---------- EXTRACTED ENTRIES

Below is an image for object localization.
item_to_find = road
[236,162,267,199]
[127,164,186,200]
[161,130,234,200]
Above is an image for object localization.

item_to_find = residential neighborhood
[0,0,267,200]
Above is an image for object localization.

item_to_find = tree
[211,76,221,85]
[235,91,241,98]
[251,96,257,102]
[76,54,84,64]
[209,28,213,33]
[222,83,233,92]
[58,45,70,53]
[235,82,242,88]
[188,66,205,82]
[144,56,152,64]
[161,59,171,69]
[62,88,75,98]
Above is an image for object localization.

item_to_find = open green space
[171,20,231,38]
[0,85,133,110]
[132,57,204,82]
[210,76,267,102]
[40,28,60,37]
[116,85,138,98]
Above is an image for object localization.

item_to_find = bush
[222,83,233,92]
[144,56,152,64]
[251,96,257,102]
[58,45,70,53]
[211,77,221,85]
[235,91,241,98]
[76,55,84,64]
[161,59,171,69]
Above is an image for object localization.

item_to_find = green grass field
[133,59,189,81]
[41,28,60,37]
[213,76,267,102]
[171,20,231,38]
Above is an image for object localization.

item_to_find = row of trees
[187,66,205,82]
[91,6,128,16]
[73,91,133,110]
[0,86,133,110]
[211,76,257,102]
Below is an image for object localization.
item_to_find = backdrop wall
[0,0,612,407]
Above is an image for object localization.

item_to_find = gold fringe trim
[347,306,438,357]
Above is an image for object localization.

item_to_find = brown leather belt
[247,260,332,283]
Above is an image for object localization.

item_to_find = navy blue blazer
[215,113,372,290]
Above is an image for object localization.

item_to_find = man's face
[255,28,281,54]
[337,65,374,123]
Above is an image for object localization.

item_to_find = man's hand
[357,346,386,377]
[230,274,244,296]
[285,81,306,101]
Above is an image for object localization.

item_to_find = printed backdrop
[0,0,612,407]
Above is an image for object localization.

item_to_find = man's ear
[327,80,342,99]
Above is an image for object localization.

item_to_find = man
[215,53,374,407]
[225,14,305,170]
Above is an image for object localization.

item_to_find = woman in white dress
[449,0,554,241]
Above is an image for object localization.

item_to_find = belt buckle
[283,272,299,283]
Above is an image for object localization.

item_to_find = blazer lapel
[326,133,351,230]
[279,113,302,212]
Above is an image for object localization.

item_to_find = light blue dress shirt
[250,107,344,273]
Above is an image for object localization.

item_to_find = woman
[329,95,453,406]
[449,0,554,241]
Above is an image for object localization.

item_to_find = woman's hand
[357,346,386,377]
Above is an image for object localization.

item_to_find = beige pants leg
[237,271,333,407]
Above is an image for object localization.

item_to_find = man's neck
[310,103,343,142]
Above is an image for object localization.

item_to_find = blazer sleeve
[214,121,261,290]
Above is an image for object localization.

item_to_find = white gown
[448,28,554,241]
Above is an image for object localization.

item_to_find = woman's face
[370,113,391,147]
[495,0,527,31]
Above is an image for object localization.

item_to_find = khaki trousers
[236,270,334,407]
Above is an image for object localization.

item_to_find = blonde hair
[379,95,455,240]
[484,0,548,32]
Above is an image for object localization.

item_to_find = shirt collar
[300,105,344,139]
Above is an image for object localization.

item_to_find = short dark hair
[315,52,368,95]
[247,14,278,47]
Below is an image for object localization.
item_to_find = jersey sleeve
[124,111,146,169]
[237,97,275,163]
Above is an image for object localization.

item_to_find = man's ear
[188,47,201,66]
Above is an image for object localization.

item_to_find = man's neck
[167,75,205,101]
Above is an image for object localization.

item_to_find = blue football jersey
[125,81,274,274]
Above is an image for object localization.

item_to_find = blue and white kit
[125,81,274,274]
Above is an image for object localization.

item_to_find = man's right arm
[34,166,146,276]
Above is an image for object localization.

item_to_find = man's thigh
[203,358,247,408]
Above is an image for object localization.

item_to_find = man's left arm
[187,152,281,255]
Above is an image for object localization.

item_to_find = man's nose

--------------------

Please identify every line in the rows above that contains the string "face" and copy each of those lines. Case counts.

* _EXERCISE ANSWER_
item_to_find = man's face
item_to_find = woman's face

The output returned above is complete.